→ Task prompt
Set down the whole listing verbatim.

→ Supplied data

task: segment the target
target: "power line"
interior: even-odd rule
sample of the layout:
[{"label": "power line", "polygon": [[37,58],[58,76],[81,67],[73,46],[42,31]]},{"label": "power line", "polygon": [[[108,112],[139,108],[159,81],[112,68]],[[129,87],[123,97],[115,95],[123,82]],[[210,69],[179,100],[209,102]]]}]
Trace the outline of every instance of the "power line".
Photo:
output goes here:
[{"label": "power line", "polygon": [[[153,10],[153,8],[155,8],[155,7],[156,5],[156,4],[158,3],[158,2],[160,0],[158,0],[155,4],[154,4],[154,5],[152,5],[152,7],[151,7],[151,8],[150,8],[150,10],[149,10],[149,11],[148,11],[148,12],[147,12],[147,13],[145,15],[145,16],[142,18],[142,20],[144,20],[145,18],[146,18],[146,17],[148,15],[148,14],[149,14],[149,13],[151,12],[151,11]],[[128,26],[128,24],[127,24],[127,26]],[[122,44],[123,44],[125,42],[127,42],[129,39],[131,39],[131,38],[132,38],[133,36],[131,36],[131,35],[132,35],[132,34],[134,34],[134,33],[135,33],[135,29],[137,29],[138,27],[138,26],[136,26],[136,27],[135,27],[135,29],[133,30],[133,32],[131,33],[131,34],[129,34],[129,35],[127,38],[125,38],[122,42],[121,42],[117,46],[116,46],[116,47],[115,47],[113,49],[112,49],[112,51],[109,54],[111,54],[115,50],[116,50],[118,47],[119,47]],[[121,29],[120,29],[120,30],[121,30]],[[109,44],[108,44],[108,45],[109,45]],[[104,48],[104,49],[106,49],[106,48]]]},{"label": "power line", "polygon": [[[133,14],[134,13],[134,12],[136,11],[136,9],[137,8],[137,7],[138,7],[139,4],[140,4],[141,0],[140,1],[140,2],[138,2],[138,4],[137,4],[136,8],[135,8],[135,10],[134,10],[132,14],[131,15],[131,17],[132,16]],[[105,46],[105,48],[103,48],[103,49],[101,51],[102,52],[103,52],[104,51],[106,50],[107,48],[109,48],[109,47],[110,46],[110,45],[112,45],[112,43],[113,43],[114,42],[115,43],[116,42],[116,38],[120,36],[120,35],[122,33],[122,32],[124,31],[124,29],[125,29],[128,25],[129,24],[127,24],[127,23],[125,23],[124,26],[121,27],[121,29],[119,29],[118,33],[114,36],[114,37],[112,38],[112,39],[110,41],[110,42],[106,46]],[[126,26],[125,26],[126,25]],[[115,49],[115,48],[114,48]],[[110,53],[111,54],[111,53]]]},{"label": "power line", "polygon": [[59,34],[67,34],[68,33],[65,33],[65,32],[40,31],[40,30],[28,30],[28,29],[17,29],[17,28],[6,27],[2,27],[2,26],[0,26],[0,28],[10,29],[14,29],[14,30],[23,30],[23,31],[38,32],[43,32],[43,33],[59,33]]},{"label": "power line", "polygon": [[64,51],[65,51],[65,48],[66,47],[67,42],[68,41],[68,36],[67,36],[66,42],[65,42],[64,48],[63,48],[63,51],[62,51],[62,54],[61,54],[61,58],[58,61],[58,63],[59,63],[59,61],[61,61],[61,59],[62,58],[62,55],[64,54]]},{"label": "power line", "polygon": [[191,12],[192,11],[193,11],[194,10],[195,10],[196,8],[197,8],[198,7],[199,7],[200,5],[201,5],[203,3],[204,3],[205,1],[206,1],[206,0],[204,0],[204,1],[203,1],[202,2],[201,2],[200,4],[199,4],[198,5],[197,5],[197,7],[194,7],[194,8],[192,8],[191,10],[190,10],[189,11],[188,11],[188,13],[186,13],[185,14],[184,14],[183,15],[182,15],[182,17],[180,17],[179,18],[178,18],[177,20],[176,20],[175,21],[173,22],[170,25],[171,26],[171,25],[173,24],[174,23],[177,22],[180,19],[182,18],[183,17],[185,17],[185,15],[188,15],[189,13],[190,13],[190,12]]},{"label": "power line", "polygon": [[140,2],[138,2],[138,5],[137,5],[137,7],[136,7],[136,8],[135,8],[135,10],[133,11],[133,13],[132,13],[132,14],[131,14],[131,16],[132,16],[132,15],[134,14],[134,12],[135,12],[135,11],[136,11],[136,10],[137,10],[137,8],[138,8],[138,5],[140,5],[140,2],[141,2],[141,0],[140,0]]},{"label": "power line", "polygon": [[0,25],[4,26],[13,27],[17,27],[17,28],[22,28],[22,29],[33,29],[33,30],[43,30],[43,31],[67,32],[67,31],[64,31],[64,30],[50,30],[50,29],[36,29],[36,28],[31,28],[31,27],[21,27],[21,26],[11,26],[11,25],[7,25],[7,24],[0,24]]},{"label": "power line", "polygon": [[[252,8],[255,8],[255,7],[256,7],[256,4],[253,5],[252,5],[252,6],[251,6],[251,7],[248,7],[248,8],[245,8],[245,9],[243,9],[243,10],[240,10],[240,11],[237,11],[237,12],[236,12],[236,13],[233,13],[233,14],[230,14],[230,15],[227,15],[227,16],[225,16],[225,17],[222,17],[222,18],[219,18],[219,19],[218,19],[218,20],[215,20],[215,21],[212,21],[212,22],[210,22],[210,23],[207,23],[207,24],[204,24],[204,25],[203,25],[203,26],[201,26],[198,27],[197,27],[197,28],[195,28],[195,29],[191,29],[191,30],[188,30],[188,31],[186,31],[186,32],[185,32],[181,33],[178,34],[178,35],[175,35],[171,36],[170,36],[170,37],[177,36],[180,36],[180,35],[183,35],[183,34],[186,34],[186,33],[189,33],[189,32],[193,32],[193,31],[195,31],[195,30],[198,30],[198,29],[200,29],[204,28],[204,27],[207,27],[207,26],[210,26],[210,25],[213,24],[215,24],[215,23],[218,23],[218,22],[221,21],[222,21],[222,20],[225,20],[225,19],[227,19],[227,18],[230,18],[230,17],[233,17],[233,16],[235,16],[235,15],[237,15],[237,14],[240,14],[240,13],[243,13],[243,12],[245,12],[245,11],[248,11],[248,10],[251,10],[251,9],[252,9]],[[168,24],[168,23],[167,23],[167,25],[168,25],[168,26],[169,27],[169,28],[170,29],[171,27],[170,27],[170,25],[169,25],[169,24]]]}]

→ Task result
task: segment the target
target: "power line"
interior: even-odd rule
sample of the layout:
[{"label": "power line", "polygon": [[37,58],[58,76],[81,67],[73,46],[42,31]]},{"label": "power line", "polygon": [[[108,112],[139,108],[159,81],[112,68]],[[129,87],[123,97],[115,95],[123,82]],[[210,69],[179,100],[209,102]]]}]
Trace the outline of every instance of the "power line".
Photo:
output goes here:
[{"label": "power line", "polygon": [[[153,10],[153,8],[155,8],[155,7],[156,5],[156,4],[158,3],[158,2],[160,0],[158,0],[155,4],[154,4],[154,5],[152,5],[152,7],[151,7],[151,8],[150,8],[150,10],[149,10],[149,11],[148,11],[148,12],[147,12],[147,13],[145,15],[145,16],[142,18],[142,20],[144,20],[145,18],[146,18],[146,17],[148,15],[148,14],[149,14],[149,13],[151,12],[151,11]],[[128,26],[128,24],[127,24],[127,26]],[[122,44],[123,44],[125,42],[127,42],[129,39],[131,39],[131,38],[132,38],[133,36],[131,36],[131,35],[132,35],[132,34],[134,34],[134,33],[135,33],[135,29],[137,29],[138,27],[138,26],[136,26],[136,27],[135,27],[135,29],[133,30],[133,32],[131,33],[131,34],[129,34],[129,35],[127,38],[125,38],[122,42],[121,42],[117,46],[116,46],[116,47],[115,47],[113,49],[112,49],[112,51],[109,54],[111,54],[115,50],[116,50],[118,47],[119,47]],[[121,29],[120,29],[120,30],[121,30]],[[109,44],[108,44],[108,45],[109,45]],[[104,48],[104,49],[106,49],[106,48]]]},{"label": "power line", "polygon": [[[133,14],[134,13],[134,12],[136,11],[136,9],[137,8],[137,7],[138,7],[139,4],[140,4],[141,0],[140,1],[140,2],[138,2],[138,4],[137,4],[136,8],[135,8],[135,10],[134,10],[132,14],[131,15],[131,17],[132,16]],[[105,46],[105,48],[103,48],[103,49],[101,51],[102,52],[103,52],[104,51],[106,50],[107,48],[109,48],[109,47],[110,46],[110,45],[112,45],[112,43],[113,43],[114,42],[115,43],[116,42],[116,38],[120,36],[120,35],[122,33],[122,32],[124,31],[124,29],[125,29],[128,25],[129,24],[127,24],[127,23],[125,23],[124,26],[121,27],[121,29],[119,29],[118,33],[114,36],[114,37],[112,38],[112,39],[110,41],[110,42],[106,46]],[[126,26],[125,26],[126,25]],[[115,49],[115,48],[114,48]],[[110,53],[111,54],[111,53]]]},{"label": "power line", "polygon": [[59,34],[67,34],[68,33],[65,33],[65,32],[40,31],[40,30],[28,30],[28,29],[17,29],[17,28],[6,27],[2,27],[2,26],[0,26],[0,28],[10,29],[14,29],[14,30],[23,30],[23,31],[38,32],[43,32],[43,33],[59,33]]},{"label": "power line", "polygon": [[64,51],[65,51],[65,48],[66,47],[67,42],[68,41],[68,36],[67,36],[66,42],[65,42],[64,48],[63,48],[63,51],[62,51],[62,54],[61,54],[61,58],[58,61],[58,63],[59,63],[59,61],[61,61],[61,59],[62,58],[62,55],[64,54]]},{"label": "power line", "polygon": [[191,12],[192,11],[193,11],[194,10],[195,10],[196,8],[197,8],[198,7],[199,7],[200,5],[201,5],[203,3],[204,3],[205,1],[206,1],[206,0],[204,0],[204,1],[203,1],[202,2],[201,2],[200,4],[199,4],[198,5],[197,5],[197,7],[194,7],[194,8],[192,8],[191,10],[190,10],[189,11],[188,11],[188,13],[186,13],[185,14],[184,14],[183,15],[182,15],[182,17],[180,17],[179,18],[178,18],[177,20],[176,20],[175,21],[173,22],[170,25],[171,26],[171,25],[173,24],[174,23],[177,22],[180,19],[182,18],[183,17],[185,17],[185,15],[188,15],[189,13],[190,13],[190,12]]},{"label": "power line", "polygon": [[140,2],[138,2],[138,5],[137,5],[137,7],[136,7],[136,8],[135,8],[135,10],[133,11],[133,13],[132,13],[132,14],[131,14],[131,16],[132,16],[132,15],[134,14],[134,12],[135,12],[135,11],[136,11],[136,10],[137,10],[137,8],[138,8],[138,5],[140,5],[140,2],[141,2],[141,0],[140,0]]},{"label": "power line", "polygon": [[0,25],[4,26],[13,27],[17,27],[17,28],[22,28],[22,29],[33,29],[33,30],[43,30],[43,31],[67,32],[67,31],[64,31],[64,30],[50,30],[50,29],[36,29],[36,28],[31,28],[31,27],[21,27],[21,26],[11,26],[11,25],[7,25],[7,24],[0,24]]},{"label": "power line", "polygon": [[[252,8],[255,8],[255,7],[256,7],[256,4],[253,5],[252,5],[252,6],[251,6],[251,7],[248,7],[248,8],[245,8],[245,9],[243,9],[243,10],[240,10],[240,11],[237,11],[237,12],[236,12],[236,13],[233,13],[233,14],[230,14],[230,15],[227,15],[227,16],[225,16],[225,17],[222,17],[222,18],[219,18],[219,19],[218,19],[218,20],[215,20],[215,21],[212,21],[212,22],[210,22],[210,23],[207,23],[207,24],[204,24],[204,25],[203,25],[203,26],[201,26],[198,27],[197,27],[197,28],[195,28],[195,29],[191,29],[191,30],[188,30],[188,31],[186,31],[186,32],[185,32],[181,33],[178,34],[178,35],[175,35],[171,36],[170,36],[170,37],[177,36],[180,36],[180,35],[183,35],[183,34],[186,34],[186,33],[189,33],[189,32],[193,32],[193,31],[195,31],[195,30],[198,30],[198,29],[200,29],[204,28],[204,27],[207,27],[207,26],[210,26],[210,25],[213,24],[215,24],[215,23],[218,23],[218,22],[221,21],[222,21],[222,20],[225,20],[225,19],[227,19],[227,18],[230,18],[230,17],[233,17],[233,16],[235,16],[235,15],[237,15],[237,14],[240,14],[240,13],[243,13],[243,12],[245,12],[245,11],[248,11],[248,10],[251,10],[251,9],[252,9]],[[168,24],[168,23],[167,23],[167,25],[168,25],[168,26],[169,27],[169,28],[170,29],[171,27],[170,27],[170,25],[169,25],[169,24]]]}]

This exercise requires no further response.